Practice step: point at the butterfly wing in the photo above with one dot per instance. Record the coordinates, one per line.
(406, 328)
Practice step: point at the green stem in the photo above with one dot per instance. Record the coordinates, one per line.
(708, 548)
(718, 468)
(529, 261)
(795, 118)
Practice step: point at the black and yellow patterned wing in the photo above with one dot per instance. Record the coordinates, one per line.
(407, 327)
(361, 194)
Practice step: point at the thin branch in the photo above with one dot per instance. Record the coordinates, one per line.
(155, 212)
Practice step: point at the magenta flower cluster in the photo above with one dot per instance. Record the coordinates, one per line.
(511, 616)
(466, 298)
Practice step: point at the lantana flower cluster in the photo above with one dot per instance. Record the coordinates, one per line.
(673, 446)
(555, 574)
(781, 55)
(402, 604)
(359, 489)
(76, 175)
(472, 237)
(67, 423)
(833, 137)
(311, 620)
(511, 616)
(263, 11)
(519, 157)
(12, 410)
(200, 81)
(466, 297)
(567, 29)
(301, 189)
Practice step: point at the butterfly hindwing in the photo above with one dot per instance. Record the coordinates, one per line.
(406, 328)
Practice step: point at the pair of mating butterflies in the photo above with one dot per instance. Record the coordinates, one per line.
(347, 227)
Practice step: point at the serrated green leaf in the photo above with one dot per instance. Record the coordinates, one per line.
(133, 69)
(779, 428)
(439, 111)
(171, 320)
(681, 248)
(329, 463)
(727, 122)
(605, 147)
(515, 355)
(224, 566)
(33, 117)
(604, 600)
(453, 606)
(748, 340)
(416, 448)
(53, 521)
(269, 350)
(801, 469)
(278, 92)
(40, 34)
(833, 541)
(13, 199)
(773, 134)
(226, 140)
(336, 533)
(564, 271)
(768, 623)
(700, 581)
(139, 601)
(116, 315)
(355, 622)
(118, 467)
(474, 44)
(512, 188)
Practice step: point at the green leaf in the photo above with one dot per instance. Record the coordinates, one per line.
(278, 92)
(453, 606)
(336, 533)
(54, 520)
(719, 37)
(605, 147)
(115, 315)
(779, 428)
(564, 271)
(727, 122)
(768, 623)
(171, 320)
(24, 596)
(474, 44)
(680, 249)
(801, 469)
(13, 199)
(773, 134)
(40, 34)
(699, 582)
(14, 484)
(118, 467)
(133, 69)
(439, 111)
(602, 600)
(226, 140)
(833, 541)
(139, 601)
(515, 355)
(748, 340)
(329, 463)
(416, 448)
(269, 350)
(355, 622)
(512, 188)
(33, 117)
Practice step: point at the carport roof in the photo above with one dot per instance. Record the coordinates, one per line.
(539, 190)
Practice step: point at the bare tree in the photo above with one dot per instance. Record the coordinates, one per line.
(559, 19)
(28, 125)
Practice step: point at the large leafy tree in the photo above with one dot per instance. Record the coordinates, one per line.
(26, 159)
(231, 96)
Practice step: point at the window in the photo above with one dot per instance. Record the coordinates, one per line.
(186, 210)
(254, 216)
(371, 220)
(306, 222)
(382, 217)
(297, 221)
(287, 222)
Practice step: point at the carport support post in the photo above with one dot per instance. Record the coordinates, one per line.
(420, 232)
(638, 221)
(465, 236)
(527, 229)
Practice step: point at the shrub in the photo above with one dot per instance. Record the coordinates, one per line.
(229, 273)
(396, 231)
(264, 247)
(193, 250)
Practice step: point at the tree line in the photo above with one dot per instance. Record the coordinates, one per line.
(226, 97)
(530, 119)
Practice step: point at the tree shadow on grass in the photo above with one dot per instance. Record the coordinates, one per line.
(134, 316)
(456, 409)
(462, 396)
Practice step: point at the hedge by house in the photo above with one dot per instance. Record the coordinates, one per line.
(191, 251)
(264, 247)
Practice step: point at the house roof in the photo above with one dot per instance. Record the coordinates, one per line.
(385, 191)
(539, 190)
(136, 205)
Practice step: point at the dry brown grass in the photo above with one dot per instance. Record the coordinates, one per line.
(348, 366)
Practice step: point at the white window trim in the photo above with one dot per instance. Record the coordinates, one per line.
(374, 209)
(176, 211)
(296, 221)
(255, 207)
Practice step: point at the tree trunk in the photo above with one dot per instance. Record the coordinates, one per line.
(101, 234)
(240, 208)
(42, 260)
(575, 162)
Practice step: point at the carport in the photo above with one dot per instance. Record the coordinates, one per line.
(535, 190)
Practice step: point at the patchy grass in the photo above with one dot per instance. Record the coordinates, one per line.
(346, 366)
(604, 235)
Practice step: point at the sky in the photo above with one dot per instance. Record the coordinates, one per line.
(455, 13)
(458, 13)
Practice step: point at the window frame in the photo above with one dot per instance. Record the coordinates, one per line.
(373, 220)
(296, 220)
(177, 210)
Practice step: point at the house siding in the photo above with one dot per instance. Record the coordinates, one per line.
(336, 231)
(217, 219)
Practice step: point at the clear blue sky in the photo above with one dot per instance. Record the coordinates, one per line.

---*---

§ **THE EXERCISE**: Reproduce each item above word for word, in the original order.

§ **RIGHT ANSWER**:
Practice step: point at the butterfly wing in the photo above with one dot per instance. Record the coordinates, one per line.
(406, 328)
Practice step: point at the green stem in the photo above with one dot per instance. Record the coordinates, one per line.
(708, 548)
(718, 468)
(529, 261)
(795, 118)
Practice step: point at the black and yellow patterned wing in the photo above with one dot per instance. Record the coordinates, one per line.
(407, 327)
(361, 194)
Practice step: point at the thin branch in the photo above with one dot per instance. Record the coordinates, one per line.
(155, 212)
Practice step: point at the magenta flower cluster in the photo above with one dot per instance. Record the coordinates, one per line.
(511, 616)
(466, 298)
Practice step: point at the lantana flower cluster in the photo above with one dot per instance. Record the coordinates, one per line.
(673, 446)
(555, 574)
(781, 55)
(402, 604)
(359, 489)
(76, 175)
(472, 237)
(67, 423)
(833, 137)
(311, 620)
(511, 616)
(263, 11)
(519, 157)
(12, 410)
(200, 81)
(466, 297)
(567, 29)
(301, 189)
Practice step: point at the butterfly hindwing in the photo above with one dot per instance. Record the coordinates, one per line.
(406, 328)
Practice step: point at the pair of mating butterflies in the photo above with one dot per instance. Record the coordinates, one per line.
(347, 227)
Practice step: point at the serrated green leaf in the photo above with one dot per instance. Record the coordinates, one per line.
(133, 69)
(779, 428)
(439, 111)
(171, 320)
(681, 248)
(329, 463)
(727, 122)
(605, 147)
(515, 355)
(224, 566)
(33, 117)
(604, 600)
(453, 606)
(748, 340)
(416, 448)
(53, 521)
(269, 350)
(801, 469)
(278, 92)
(40, 34)
(833, 541)
(13, 199)
(773, 134)
(226, 140)
(336, 533)
(564, 271)
(768, 623)
(700, 581)
(139, 601)
(116, 315)
(355, 622)
(118, 467)
(474, 44)
(512, 188)
Practice step: point at the green leaf in the photo above with one dot per instance. Record the coordinates, one per line.
(278, 92)
(453, 606)
(336, 533)
(54, 520)
(719, 37)
(605, 147)
(115, 315)
(779, 428)
(564, 271)
(727, 122)
(768, 623)
(171, 320)
(24, 596)
(474, 44)
(680, 249)
(801, 469)
(13, 199)
(773, 134)
(40, 34)
(699, 582)
(14, 484)
(118, 467)
(133, 69)
(439, 111)
(602, 600)
(226, 140)
(833, 541)
(139, 601)
(515, 355)
(748, 340)
(329, 463)
(416, 448)
(269, 350)
(355, 622)
(512, 188)
(33, 117)
Practice step: point at the carport roof in the photo above with one dot per instance. Record the coordinates, one per line.
(539, 190)
Practice step: point at the bare tree in the photo above with one dot per instance. Record the coordinates, one per line.
(559, 19)
(28, 125)
Practice step: point at the large leafy tree in the photo above with one dot per instance. Record the coordinates, one per line.
(26, 159)
(231, 96)
Practice step: point at the window in the photo above with one dot per instance. Record the coordinates, one per line.
(186, 210)
(254, 216)
(371, 220)
(306, 222)
(382, 217)
(297, 221)
(287, 222)
Practice step: point at the carport support post in the photo above with one dot per instance. Record the coordinates, one per line.
(420, 232)
(638, 221)
(465, 236)
(527, 229)
Practice step: point at the shrub in the photo above with one dot per instance. Record the coordinates, one per line.
(229, 273)
(396, 231)
(264, 247)
(193, 250)
Practice step: point at the tree line in the photo above with one dot per instance. Record the coordinates, one per line.
(226, 97)
(530, 119)
Practice step: point at the tree shadow on grass in the photo above with one dot per instance. Record the coordinates, one per line.
(134, 316)
(456, 409)
(462, 396)
Practice step: point at the hedge by house in the photo above with one dot per instance. Record the coordinates, one per line.
(191, 251)
(264, 247)
Practice step: point at the house roof in the photo above with one dot per instance. Record the coordinates, one per line.
(385, 191)
(539, 190)
(136, 205)
Practice step: point at the dry brown grass in the photo above with one dot per instance. Record the coordinates, one per line.
(348, 366)
Practice step: point at the white window trim in the photo above with one dot per instance. Record the coordinates, one per line.
(374, 209)
(176, 211)
(296, 221)
(255, 207)
Practice step: point at the tree trunk in the photo above with one dot per instance. Record the coordinates, one per line.
(101, 234)
(240, 208)
(42, 260)
(575, 162)
Practice step: point at the carport in the photo above with one dot per instance. Record the coordinates, one per line.
(535, 190)
Practice step: point at the patchy grass in the photo above with one dot per instance. Record the coordinates, one per line.
(346, 366)
(604, 235)
Practice step: point at the sky in the photo above with one dot per instance. Record the coordinates, one per line.
(455, 13)
(458, 13)
Practice step: point at the window frame in the photo above with one dot per instance. Record the coordinates, one per line.
(373, 220)
(296, 220)
(177, 210)
Practice step: point at the house siding in the photo above with one dot per instance. Record the coordinates, one per line.
(336, 231)
(217, 219)
Practice step: point at the clear blue sky in the photo above with one dot per instance. Record the coordinates, one per line.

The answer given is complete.